ACTIVITY
Write the next part of the text about an athletic trainer in an orthopaedic clinic, picking up after its final sentence.

+++ SUPPLIED TEXT +++

In-Depth Look: Athletic Trainer in an Orthopaedic Clinic
Joe Cygan, MS, ATC, OTC, RMSK is a Clinic Coordinator for an orthopaedic clinic. In this role, he works as an Athletic Trainer (AT) and extends the services of the physician in an orthopaedic clinic.
Describe your setting:
I am a Clinic Coordinator and work as an AT for Dr. Peter Millett at The Steadman Clinic in Vail, Colorado. The Steadman Clinic delivers orthopaedic care whether the patient is an injured professional athlete or just wants to be able to walk again without pain. The clinic specializes in knee, hip, shoulder, elbow, hand, spine, foot and ankle injuries.
How long have you worked in this setting?
I have worked in this setting for 3 years.
Describe your typical day:
I usually arrive around 7:00am or7:30am and begin preparing for clinic or surgery. This typically involves reviewing the patients for the day and making sure we have all notes and images we need for their visit. If we are having a clinical day, we usually start by seeing the patients who had surgery the prior day either in physical therapy or in the hospital to make sure they are ready to go home. We then start clinic around 8:30am.
My main responsibilities include seeing the patients initially, formulating a differential diagnosis for new patients and determining how surgical patients are recovering from their surgery. I then go in with Dr. Millett and see the patient and coordinate any follow-up care the patient may need, including MRI, labs or surgery. We also have another AT and 2 Physician Assistants (PAs) who do the same thing. We typically see 30 to 40 patients per day. At the end of the day, I make sure there are no outstanding issues such as MRI authorizations, patient phone questions and missing notes. After that, I dictate about all of the patients I saw that day.

+++ EXTRACTED DATA +++

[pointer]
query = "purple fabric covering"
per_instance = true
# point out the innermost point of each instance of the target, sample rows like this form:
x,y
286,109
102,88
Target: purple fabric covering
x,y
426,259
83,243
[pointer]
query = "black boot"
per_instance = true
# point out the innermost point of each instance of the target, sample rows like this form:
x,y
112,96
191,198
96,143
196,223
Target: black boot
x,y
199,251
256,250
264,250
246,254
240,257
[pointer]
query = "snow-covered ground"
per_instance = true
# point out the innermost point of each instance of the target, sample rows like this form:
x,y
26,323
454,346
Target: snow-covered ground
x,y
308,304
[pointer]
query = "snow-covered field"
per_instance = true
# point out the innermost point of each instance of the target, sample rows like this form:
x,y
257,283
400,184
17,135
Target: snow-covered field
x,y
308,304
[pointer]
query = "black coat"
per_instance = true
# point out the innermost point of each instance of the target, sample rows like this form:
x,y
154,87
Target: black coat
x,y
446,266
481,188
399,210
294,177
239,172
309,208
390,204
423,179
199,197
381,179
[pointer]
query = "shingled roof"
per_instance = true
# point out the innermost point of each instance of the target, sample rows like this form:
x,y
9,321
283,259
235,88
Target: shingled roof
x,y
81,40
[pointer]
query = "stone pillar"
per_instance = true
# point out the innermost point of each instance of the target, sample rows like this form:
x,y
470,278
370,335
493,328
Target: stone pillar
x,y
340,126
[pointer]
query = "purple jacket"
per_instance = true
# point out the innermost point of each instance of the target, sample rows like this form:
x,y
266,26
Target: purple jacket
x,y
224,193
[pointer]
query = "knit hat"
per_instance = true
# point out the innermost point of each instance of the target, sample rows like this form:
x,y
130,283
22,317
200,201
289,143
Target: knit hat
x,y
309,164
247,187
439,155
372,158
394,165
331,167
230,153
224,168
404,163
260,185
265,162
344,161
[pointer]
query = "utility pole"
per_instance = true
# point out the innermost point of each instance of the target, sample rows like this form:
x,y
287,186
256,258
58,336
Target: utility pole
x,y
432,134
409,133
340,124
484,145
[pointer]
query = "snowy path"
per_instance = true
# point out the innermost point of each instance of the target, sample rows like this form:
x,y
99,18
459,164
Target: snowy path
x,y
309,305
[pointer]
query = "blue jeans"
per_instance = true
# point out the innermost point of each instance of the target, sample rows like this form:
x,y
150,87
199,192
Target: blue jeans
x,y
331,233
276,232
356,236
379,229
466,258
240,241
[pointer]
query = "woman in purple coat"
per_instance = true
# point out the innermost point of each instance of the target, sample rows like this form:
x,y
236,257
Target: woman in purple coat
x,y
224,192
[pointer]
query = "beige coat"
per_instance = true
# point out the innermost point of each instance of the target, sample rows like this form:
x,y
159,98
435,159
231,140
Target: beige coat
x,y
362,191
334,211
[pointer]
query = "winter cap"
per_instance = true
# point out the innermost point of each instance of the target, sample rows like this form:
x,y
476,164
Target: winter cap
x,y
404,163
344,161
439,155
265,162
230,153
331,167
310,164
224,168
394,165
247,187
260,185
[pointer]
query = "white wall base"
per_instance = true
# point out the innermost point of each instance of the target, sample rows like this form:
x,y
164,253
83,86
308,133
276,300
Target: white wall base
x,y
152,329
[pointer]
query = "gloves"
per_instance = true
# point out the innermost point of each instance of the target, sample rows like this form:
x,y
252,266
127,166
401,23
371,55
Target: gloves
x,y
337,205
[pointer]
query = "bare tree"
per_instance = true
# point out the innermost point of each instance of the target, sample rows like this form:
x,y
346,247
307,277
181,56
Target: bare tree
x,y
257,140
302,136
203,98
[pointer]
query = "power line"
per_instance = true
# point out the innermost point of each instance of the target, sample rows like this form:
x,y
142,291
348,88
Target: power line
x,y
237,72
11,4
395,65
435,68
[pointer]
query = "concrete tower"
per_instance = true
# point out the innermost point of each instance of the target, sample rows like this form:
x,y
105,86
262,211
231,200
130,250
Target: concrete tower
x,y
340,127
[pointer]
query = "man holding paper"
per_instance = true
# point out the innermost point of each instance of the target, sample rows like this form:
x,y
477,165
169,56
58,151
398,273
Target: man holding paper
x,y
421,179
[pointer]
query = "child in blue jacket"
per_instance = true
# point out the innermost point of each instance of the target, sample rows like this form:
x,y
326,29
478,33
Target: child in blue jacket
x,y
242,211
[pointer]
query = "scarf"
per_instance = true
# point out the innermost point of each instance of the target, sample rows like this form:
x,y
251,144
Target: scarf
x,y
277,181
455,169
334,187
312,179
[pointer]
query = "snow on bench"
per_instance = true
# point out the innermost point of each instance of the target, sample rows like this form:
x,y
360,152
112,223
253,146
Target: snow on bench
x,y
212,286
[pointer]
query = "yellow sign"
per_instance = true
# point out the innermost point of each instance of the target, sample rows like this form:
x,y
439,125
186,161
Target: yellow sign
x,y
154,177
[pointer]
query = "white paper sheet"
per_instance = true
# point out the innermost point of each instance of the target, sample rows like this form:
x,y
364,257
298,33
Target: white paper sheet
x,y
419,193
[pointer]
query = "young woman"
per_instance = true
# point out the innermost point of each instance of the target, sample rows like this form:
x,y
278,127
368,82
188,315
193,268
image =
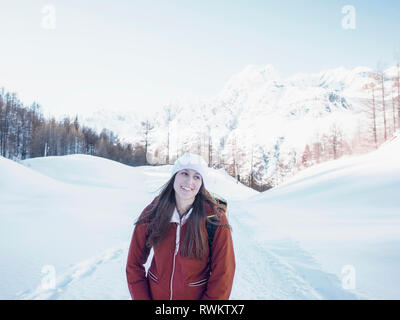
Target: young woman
x,y
185,265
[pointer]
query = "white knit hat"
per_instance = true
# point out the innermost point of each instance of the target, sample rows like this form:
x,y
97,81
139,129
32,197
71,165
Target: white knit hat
x,y
191,161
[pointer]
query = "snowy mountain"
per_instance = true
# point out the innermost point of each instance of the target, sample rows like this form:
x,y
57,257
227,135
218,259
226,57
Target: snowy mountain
x,y
258,113
330,232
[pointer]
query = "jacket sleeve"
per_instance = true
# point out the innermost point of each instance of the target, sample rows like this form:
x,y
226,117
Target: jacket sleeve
x,y
137,257
219,284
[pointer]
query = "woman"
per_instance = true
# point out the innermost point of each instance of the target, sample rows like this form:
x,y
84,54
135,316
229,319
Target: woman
x,y
185,265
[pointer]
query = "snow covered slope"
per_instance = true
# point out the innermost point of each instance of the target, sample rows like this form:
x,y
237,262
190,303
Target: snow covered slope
x,y
259,113
73,217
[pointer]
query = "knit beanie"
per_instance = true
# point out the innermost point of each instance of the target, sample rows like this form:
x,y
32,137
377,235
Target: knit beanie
x,y
191,161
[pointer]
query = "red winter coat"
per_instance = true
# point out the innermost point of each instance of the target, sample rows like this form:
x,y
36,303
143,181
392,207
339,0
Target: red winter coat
x,y
171,276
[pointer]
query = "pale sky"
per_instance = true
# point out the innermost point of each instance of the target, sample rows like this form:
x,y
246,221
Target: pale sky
x,y
79,56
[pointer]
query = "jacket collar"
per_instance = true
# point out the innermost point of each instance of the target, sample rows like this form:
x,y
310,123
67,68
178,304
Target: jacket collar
x,y
177,219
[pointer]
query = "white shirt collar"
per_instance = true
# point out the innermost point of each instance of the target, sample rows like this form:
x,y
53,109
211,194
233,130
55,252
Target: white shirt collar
x,y
176,218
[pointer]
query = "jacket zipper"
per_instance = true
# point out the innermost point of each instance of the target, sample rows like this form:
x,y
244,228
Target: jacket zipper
x,y
177,240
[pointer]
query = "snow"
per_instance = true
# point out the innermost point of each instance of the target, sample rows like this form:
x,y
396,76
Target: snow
x,y
73,216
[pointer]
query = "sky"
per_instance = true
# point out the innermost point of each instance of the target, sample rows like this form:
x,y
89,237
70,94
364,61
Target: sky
x,y
81,56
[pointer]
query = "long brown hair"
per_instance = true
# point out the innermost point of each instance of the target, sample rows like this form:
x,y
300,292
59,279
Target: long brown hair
x,y
195,241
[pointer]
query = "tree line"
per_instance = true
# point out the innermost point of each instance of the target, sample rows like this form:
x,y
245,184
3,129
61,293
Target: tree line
x,y
25,133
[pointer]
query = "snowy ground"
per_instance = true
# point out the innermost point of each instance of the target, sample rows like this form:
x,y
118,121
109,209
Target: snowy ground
x,y
332,232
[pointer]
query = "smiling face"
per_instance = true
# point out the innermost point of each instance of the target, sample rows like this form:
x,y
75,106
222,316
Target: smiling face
x,y
187,184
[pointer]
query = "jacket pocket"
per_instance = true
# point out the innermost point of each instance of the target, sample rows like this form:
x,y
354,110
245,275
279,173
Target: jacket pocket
x,y
198,283
152,276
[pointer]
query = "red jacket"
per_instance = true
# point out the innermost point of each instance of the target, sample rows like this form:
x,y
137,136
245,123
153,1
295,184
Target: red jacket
x,y
171,276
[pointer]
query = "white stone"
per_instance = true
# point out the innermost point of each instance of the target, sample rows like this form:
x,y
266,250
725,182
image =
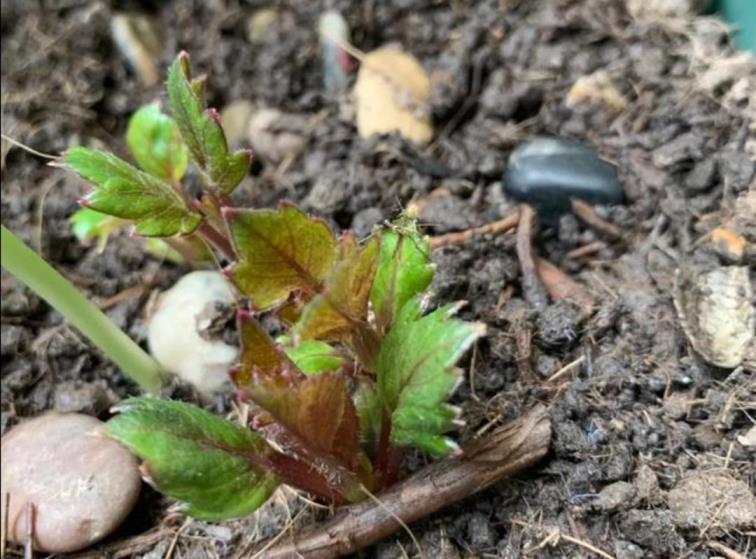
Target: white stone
x,y
76,484
174,331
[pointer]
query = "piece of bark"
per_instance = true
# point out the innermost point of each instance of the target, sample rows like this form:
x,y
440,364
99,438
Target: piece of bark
x,y
532,288
561,287
506,451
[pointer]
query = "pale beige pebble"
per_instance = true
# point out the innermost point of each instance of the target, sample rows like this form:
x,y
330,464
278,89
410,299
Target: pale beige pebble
x,y
714,501
392,94
258,24
648,9
179,331
596,89
274,135
716,312
81,484
749,439
139,43
235,120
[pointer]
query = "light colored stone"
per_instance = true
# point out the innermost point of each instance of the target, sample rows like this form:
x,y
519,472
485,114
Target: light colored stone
x,y
80,484
392,94
714,501
139,43
650,9
179,331
716,312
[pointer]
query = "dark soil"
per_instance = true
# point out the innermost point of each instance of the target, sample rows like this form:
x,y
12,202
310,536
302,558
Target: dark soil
x,y
641,419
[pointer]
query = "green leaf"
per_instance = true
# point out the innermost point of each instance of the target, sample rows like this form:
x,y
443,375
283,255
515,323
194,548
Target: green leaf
x,y
416,374
128,193
280,251
201,130
210,464
369,410
404,270
88,225
155,143
342,307
312,357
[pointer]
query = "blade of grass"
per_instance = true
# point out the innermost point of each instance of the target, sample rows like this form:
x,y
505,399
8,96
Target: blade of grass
x,y
45,281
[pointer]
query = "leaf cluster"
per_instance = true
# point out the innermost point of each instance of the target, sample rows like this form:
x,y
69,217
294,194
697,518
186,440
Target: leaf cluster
x,y
359,370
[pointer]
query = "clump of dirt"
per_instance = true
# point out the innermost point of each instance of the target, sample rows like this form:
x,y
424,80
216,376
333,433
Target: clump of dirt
x,y
637,420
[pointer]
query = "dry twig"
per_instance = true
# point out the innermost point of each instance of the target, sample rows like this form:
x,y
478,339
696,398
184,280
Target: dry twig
x,y
532,288
507,451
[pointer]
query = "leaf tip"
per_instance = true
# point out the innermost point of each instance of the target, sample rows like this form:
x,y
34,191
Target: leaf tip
x,y
214,115
229,213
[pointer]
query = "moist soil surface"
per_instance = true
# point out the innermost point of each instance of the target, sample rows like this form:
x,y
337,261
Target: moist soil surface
x,y
647,458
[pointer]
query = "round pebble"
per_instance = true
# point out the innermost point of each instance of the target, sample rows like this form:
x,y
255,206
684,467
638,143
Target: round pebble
x,y
78,485
548,173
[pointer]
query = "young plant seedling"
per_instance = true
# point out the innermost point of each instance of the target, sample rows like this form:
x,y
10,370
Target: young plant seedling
x,y
360,372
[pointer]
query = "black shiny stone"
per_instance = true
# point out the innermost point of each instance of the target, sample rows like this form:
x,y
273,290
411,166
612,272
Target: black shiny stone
x,y
547,173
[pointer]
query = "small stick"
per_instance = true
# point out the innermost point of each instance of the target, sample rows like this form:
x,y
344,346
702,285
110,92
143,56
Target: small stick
x,y
29,536
560,286
533,290
556,535
724,550
586,250
566,369
506,451
586,212
461,237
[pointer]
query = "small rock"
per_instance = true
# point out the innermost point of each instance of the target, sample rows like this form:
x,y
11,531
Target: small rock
x,y
274,135
91,398
259,23
139,43
617,496
558,324
548,173
702,176
235,119
392,94
712,500
596,89
652,529
628,550
81,484
715,311
480,532
177,331
329,193
676,405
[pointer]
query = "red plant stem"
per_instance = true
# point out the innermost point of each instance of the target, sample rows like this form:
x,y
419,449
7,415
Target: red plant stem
x,y
303,476
217,239
342,485
389,460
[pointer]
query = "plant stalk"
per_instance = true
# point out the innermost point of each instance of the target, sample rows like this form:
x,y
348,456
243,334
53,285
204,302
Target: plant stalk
x,y
45,281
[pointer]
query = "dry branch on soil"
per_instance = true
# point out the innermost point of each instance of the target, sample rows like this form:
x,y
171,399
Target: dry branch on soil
x,y
508,450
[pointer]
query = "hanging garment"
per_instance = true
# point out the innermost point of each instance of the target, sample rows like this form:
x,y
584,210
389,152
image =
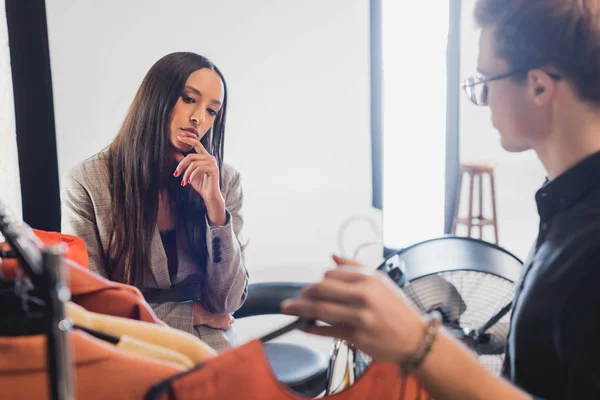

+++

RESPONSE AREA
On surgical days, I get in about the same time and help make sure we are ready for all of our cases for the day. We typically do 7 to 10 cases a day. We make sure the patients know what procedure we are performing and that they are comfortable with the procedure. We also go over post-operative pain management medications to make sure there are no contraindications to the medications. I then either scrub in and act as a first assistant in surgery or I stay in clinic and catch up on paperwork. That way I’m available for patients who call in with questions or concerns.
What do you like about your position?
I like being on a team of healthcare professionals who include orthopedic surgeons, PAs and ATs. I also enjoy that we have a fellowship program for both ATs and physicians, with whom we can exchange knowledge.
What do you dislike about your position?
The insurance industry is getting harder and harder to get approval from in a timely manner. As a clinic, we try to get patients everything they need within 24 hours. Unfortunately, insurance companies do not always see it that way.
What advice do you have about your practice setting for a young AT looking at this setting?
I would advise young ATs to get some experience prior to coming to this setting. This is still a relatively new setting and role for our profession. We need to be very knowledgeable of injuries and be able to diagnose independently and confidently.